## POTONGAN TEKS

===============

Minggu, 24 November 2024

KERUSUHAN MEI 1998 (2):  Konflik Rakyat dan Pemerintah

"Saya bertanya kepada Mayjen (purn) Zacky Anwar Makarim --saat itu Kepala Badan Intelijen ABRI-- berapa perkiraan korban mahasiswa kalau  gedung DPR yang dikuasai mahasiswa kita bersihkan. Sekitar 200 sampai 250 orang."

Hot News

TENTANGKITA.CO, JAKARTA – Mei 1998 adalah peristiwa kerusuhan massa, demonstrasi anti-pemerintah, dan pembangkangan sipil di Indonesia pada bulan Mei 1998. Peristiwa ini terutama terjadi di kota Medan, Jakarta, dan Surakarta, dengan insiden-insiden kecil di wilayah lain di Indonesia.

Kerusuhan tersebut dipicu oleh korupsi, masalah ekonomi, termasuk kekurangan pangan dan pengangguran massal. Kerusuhan ini akhirnya berujung pada pengunduran diri Presiden Soeharto dan jatuhnya pemerintahan Orde Baru yang telah berkuasa selama 32 tahun.

Terkait dengan itu, Tentangkita.co, akan mencoba untuk kembali membuka lembaran hitam sejarah Indonesia itu dalam tiga tulisan mulai hari Minggu (26/5) dengan mengutip pernyataan Menhan dan Pangab saat itu, Jenderal (purn) Wiranto. Itu diungkapkannya dalam sebuah acara bedah buku terkait peristiwa Mei 1998, pada 23 Mei 2023 di Jakarta.

*****

“Saya mencoba untuk  sedikit  mengelaborasi khusus [peristiwa]  tahun 1997 dan 1998. Saya akan coba mencari beberapa hal yang merupakan substansi dari peristiwa itu,” kata Wiranto.

Pada saat 1998   kita menghadapi satu peristiwa yang sangat serius.  TNI  waktu itu ABRI.  Berarti TNI plus Polri. “Waktu itu, saya, memang  ditakdirkan untuk  ada pada situasi seperti itu sebagai Menteri Pertahanan Keamanan merangkap panglima ABRI berarti saya mengomandoi TNI dan polisi dan memang begitu.”

“Jadi Pak Harto sebagai presiden selalu [begitu]. Kalau keadaan sudah agak kritis beliau  menyatukan dua lembaga itu.  Misalnya tahun 1972,  itu disatukan di bawah pimpinan Pak [Jenderal] M. Yusuf.  M. Yusuf Menhankam Pangab. Waktu itu juga dipisah lagi karena sudah aman. Begitu menjelang 98, beliau satukan lagi karena keadaan memang sangat kritis  dan barangkali ke depan enggak akan ada lagi  karena memang ABRI sudah menjadi TNI dan polisi sudah terpisah begitu.”

Waktu itu, kata Wiranto, dirinya  merasakan  kondisi sangat mencekam. “Mengapa demikian, karena kami  prajurit TNI itu  disumpah untuk selalu membela negara. Kami disumpah untuk  katakanlah mengamankan ideologi negara dan bangsa yang berdasarkan Pancasila dan Undang-Undang Dasar 1945. Jadi kita ke sana. Orientasi kita mengamankan  negara yang berdasarkan tadi [Pancasila dan UUD 1945].”

===============

## INFORMASI DITAMPILKAN

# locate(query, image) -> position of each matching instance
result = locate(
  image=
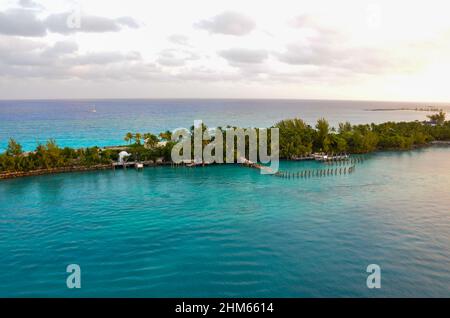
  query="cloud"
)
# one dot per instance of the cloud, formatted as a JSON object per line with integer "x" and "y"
{"x": 21, "y": 22}
{"x": 174, "y": 58}
{"x": 179, "y": 39}
{"x": 24, "y": 22}
{"x": 229, "y": 22}
{"x": 57, "y": 23}
{"x": 244, "y": 56}
{"x": 62, "y": 60}
{"x": 30, "y": 4}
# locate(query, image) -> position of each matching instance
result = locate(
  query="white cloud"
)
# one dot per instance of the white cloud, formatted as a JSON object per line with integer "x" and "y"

===============

## TUGAS ANDA
Ketik ulang bagian artikel tentang kerusuhan Mei 1998 antara "Kerusuhan tersebut dipicu" dan "selama 32 tahun.", termasuk kedua batas tersebut, tanpa mengubah satu kata pun.

## KELUARAN LENGKAP
Kerusuhan tersebut dipicu oleh korupsi, masalah ekonomi, termasuk kekurangan pangan dan pengangguran massal. Kerusuhan ini akhirnya berujung pada pengunduran diri Presiden Soeharto dan jatuhnya pemerintahan Orde Baru yang telah berkuasa selama 32 tahun.